TASK DETAILS: Rewrite the records below, swapping "scouting tally" for "survey count" wherever it occurs and changing nothing else. Omit the pictures from your answer.

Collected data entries

# # # # #

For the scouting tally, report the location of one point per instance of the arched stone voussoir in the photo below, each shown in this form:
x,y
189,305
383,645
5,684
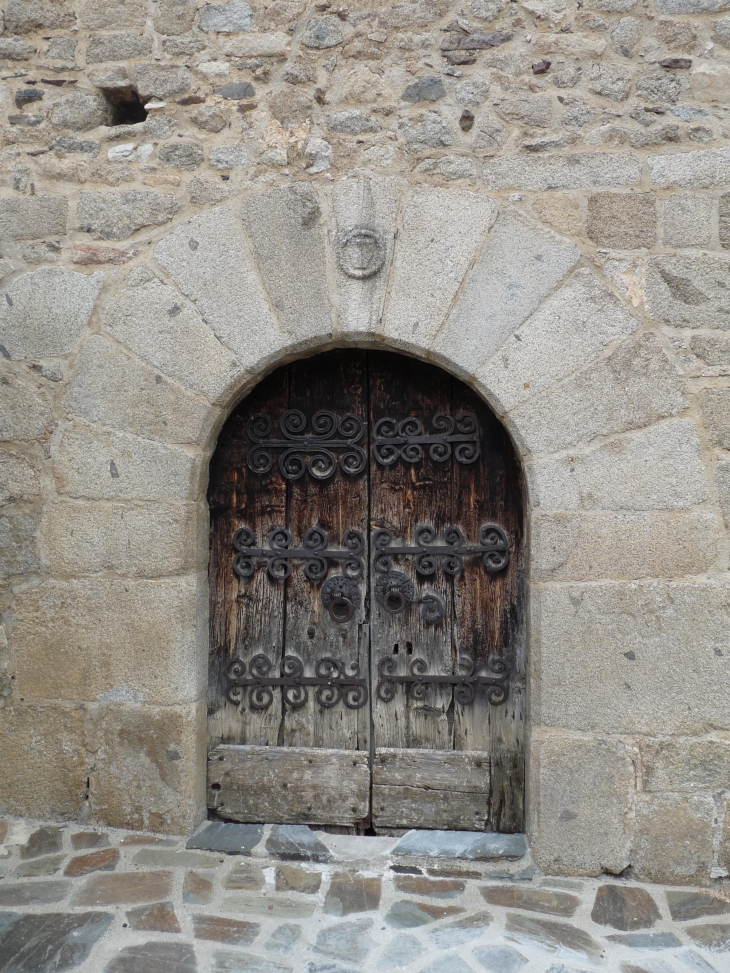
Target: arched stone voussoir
x,y
441,234
520,264
569,329
115,389
161,327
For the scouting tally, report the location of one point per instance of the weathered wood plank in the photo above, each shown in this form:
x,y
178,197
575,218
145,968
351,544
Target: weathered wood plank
x,y
489,609
403,496
289,785
334,505
430,789
246,615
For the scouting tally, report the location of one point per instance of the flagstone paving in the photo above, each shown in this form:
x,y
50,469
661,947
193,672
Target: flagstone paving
x,y
274,899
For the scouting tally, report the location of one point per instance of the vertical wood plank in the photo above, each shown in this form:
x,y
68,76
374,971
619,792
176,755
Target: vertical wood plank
x,y
403,496
489,609
337,384
246,615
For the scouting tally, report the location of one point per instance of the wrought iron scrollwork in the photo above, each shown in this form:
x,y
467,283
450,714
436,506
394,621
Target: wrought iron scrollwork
x,y
406,439
495,680
493,547
314,552
301,450
331,683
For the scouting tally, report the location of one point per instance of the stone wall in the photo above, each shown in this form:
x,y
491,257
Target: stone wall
x,y
551,183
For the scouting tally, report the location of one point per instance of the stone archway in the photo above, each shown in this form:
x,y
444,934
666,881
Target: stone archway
x,y
589,392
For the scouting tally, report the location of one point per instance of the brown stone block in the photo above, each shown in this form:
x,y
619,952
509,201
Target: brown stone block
x,y
149,770
43,760
221,930
672,840
124,887
103,860
626,221
159,917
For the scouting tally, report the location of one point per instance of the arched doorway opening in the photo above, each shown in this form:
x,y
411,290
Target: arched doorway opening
x,y
367,579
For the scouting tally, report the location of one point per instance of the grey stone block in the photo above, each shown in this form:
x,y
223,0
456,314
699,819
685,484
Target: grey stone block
x,y
658,468
323,32
688,290
633,386
583,546
373,203
627,682
715,405
226,18
160,622
150,541
691,170
175,17
156,323
296,842
33,217
685,765
116,216
440,236
25,409
687,220
122,46
595,170
96,464
224,836
161,80
286,229
577,781
80,111
117,390
567,331
25,16
18,545
19,479
201,253
462,844
626,221
673,837
181,155
518,267
45,312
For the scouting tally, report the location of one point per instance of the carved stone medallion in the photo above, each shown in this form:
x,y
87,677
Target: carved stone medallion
x,y
361,252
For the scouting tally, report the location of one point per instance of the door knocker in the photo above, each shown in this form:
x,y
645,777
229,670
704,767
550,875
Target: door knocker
x,y
340,597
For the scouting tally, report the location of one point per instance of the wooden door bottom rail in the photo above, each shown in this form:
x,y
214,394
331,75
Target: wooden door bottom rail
x,y
465,685
331,680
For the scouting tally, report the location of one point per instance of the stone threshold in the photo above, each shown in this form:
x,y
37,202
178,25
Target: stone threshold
x,y
298,842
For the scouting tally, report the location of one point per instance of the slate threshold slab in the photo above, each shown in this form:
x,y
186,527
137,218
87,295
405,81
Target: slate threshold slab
x,y
297,842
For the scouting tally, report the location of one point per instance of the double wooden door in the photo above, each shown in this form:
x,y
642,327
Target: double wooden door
x,y
367,602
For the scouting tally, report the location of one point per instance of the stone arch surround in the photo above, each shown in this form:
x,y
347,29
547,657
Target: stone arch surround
x,y
628,666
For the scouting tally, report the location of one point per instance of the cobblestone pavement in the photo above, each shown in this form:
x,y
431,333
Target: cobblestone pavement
x,y
118,902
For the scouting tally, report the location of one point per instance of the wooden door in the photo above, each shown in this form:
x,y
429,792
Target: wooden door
x,y
367,602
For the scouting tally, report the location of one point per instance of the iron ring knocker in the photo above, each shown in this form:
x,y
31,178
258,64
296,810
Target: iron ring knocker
x,y
340,596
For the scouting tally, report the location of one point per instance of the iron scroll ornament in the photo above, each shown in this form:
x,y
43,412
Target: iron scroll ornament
x,y
331,682
301,450
495,680
493,547
393,440
314,552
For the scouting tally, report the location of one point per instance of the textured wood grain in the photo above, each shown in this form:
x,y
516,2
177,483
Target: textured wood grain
x,y
334,505
246,615
298,785
403,496
489,609
430,789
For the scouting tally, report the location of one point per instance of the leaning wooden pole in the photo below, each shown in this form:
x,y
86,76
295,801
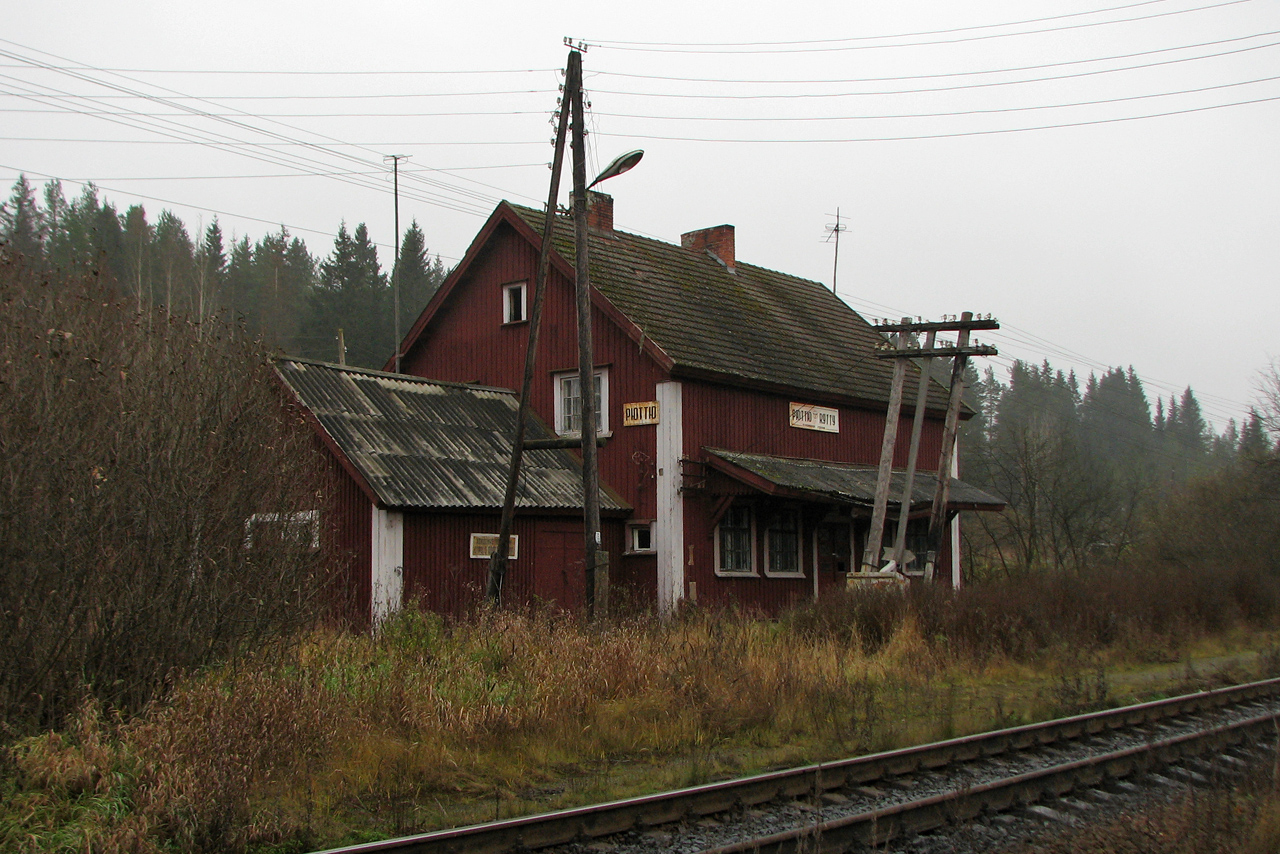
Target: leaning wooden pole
x,y
592,544
904,508
498,561
938,517
876,537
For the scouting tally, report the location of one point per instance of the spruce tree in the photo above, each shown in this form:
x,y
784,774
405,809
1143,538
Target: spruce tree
x,y
351,295
22,222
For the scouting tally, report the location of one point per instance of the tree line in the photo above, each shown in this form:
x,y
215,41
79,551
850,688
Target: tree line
x,y
1087,470
273,287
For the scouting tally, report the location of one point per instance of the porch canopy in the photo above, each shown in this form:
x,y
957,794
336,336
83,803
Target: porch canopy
x,y
841,483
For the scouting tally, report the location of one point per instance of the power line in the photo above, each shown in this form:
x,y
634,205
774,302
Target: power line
x,y
949,135
958,87
731,49
901,35
941,114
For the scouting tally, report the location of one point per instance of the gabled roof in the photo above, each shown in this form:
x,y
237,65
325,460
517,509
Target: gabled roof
x,y
748,325
421,444
842,483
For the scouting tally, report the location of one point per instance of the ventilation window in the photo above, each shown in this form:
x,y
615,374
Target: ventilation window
x,y
513,305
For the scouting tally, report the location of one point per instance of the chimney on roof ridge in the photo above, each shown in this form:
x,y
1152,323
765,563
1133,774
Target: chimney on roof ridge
x,y
599,211
717,240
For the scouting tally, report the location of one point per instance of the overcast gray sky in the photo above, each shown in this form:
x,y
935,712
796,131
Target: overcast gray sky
x,y
1136,224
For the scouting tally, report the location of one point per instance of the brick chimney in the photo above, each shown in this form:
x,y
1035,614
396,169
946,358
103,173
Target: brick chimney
x,y
717,240
599,211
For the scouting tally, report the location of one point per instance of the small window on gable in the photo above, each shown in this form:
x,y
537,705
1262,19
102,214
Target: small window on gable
x,y
513,302
568,402
640,538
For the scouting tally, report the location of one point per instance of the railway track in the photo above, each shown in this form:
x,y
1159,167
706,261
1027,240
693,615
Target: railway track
x,y
868,800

# # # # #

ANSWER TO THIS PROBLEM:
For the survey count, report the location of one point per instance of the arched stone voussoir in the photo below, each shown in this form:
x,y
189,305
383,645
5,684
Target: arched stone voussoir
x,y
441,234
520,264
569,329
115,389
161,327
For the survey count, report the location of one point per instance of the weathered wood plank in the photo above, each shown in this form:
x,y
178,197
575,218
145,968
351,544
Target: weathered wood plank
x,y
489,609
403,496
289,785
334,505
430,789
246,615
For the survey count, report the location of one point per instance of the flagstone paving in the photo above, each shown in this form:
x,y
50,469
661,947
193,672
Target: flagstone paving
x,y
274,899
For the survey count, report the location of one point per instance of the vertical wood plank in the photo above, each shown in this form:
x,y
68,76
374,971
619,792
176,755
Target: vertical wood plank
x,y
403,496
489,609
337,384
246,615
For the survey count, report the location of one point per instance of the wrought iron scrollwork in the photo above, each shown in this form:
x,y
467,283
450,714
436,506
394,621
Target: wrought iron scrollwork
x,y
406,439
495,680
493,547
314,552
301,450
331,683
For the survey count, report the location of one point per instance of the stone wall in the photo above, each shown in this form:
x,y
491,257
Target: stone wall
x,y
551,183
For the survey count, report the location of one point per instance of the stone archway in the photo above, each shown in this form:
x,y
444,934
666,881
Target: stone archway
x,y
589,392
For the survey count, report the location of one point per instance of the brown stone block in the photo above, each shown in this form:
x,y
619,952
509,201
Target: brown stone block
x,y
149,770
43,760
221,930
672,840
124,887
103,860
626,221
159,917
For the survey count, report the location of one point per instance of the arched doorway opening in the photo above, each shown in this form:
x,y
411,290
Target: arched doorway opening
x,y
367,579
For the survey count, report the location of one point per instance of the grey stone block in the photo above, each shown in this form:
x,y
223,0
456,314
699,819
685,484
Target: grey stone block
x,y
658,468
323,32
688,290
633,386
583,546
373,203
627,682
715,405
226,18
160,622
150,541
691,170
175,17
156,323
296,842
33,217
685,765
116,216
440,236
25,409
687,220
122,46
595,170
96,464
224,836
161,80
286,229
577,781
80,111
117,390
567,331
25,16
18,545
19,479
201,253
462,844
626,221
673,837
181,155
518,267
45,312
For the survey count, report the location of one point per instance of the carved stone medallion in the photo above, each shown in this form:
x,y
87,677
Target: carved stone medallion
x,y
361,252
For the survey count, report the location of one point per instance of the door knocker in the photo above, each shown in this form:
x,y
645,777
229,670
704,767
550,875
Target: door knocker
x,y
340,597
For the survey count, report the location of one point per instance of the wooden door bottom rail in the photo above, each shown in this form:
x,y
214,394
331,75
Target: wooden door bottom rail
x,y
465,685
331,680
For the survey count, report the location of one point per instance of the stone threshold in the photo above, each shown in this form:
x,y
37,202
178,25
Target: stone threshold
x,y
298,842
For the survey count, report the location of one point per instance of the slate threshold slab in the photo above, each shown in this form:
x,y
186,527
137,218
87,295
405,81
Target: slate threshold slab
x,y
297,842
For the survey count, report the location of one point per instance of the double wooden door in the photo above, each shown in this form:
x,y
642,327
Target: double wooden door
x,y
367,602
For the survey count, report the location of one point per instance of the stone arch surround in the photo above, each shown in this form:
x,y
347,29
547,657
Target: stone arch surround
x,y
628,666
For the survey count, report the location of one point per instance of the cobblestone pavement in the photo above, each shown in this form:
x,y
431,333
Target: cobblestone pavement
x,y
118,902
For the survey count, report the location of one point per instance of the wooden door in the photo above, each shown in this form:
x,y
429,792
Target: wooden door
x,y
367,602
For the survey count, report the location of one point per instance of the iron ring knocker in the photo above, each shown in this form:
x,y
31,178
258,64
296,810
Target: iron ring knocker
x,y
340,596
For the survey count, report the location of one point per instance of the iron scroll ornament in the photo above, each shown in this form:
x,y
43,412
Target: iron scroll ornament
x,y
331,682
301,450
495,680
493,547
393,440
314,552
For the survey count, report the location of one point per instance of the textured wood grain in the photo above, each shown in this form:
x,y
516,2
177,483
Target: textured wood grain
x,y
334,505
246,615
298,785
403,496
489,609
430,789
For the survey count, report the location of one point per instance of the leaning wooden pole in the photo below, each shown in this form:
x,y
86,76
295,801
Target: leaning wooden pole
x,y
592,544
904,508
498,561
938,517
876,537
For the survey count, report the location of one point per instance of the spruce tree in the photo above, each shown in this form:
x,y
784,774
405,809
1143,538
Target: spruce tree
x,y
351,295
22,222
For the survey count, report the location of one point per instance of the tree line in the photo above, each shown in this form:
x,y
215,41
79,551
850,688
Target: tree line
x,y
1087,470
273,287
For the survey count, report the location of one point per instance of the porch canopy in the photo above, each shown in this form:
x,y
957,794
336,336
83,803
Target: porch canopy
x,y
841,483
For the survey count, report the location of one point per instance of the power line in the photo above, each shown in this form:
x,y
634,205
774,302
Target: power line
x,y
949,135
958,87
731,49
901,35
941,114
For the survey count, report the location of one point per instance of the gabled roof in the photo above, each shown in this form:
x,y
237,65
325,460
517,509
Target: gabled roof
x,y
748,325
421,444
842,483
For the survey count, report the location of one point per instance of the ventilation window in the photo above, each shown in this form:
x,y
615,374
Target: ventilation window
x,y
513,305
For the survey count, report the location of one point per instance of the chimney on roof ridge in the photo above, each shown in this form:
x,y
1152,323
765,563
1133,774
Target: chimney on roof ridge
x,y
599,211
717,240
For the survey count, report the location of one point per instance of the overcast gray sky in the photo above, each shown in this form:
x,y
935,712
796,131
Target: overcast gray sky
x,y
1136,224
For the survey count, report the location of one point per instance of the brick chimney in the photo above, each shown in this form:
x,y
1035,614
396,169
946,358
103,173
Target: brick chimney
x,y
717,240
599,211
For the survey count, report the location of one point per instance of the small window on gable in the photo above, each shown in this form:
x,y
537,705
1262,19
102,214
Target: small window on gable
x,y
513,302
568,402
640,538
For the survey count, report the location of one point per instance of the railway track in the photo above, each shown in this form:
x,y
1159,167
706,261
1027,240
693,615
Target: railway track
x,y
868,800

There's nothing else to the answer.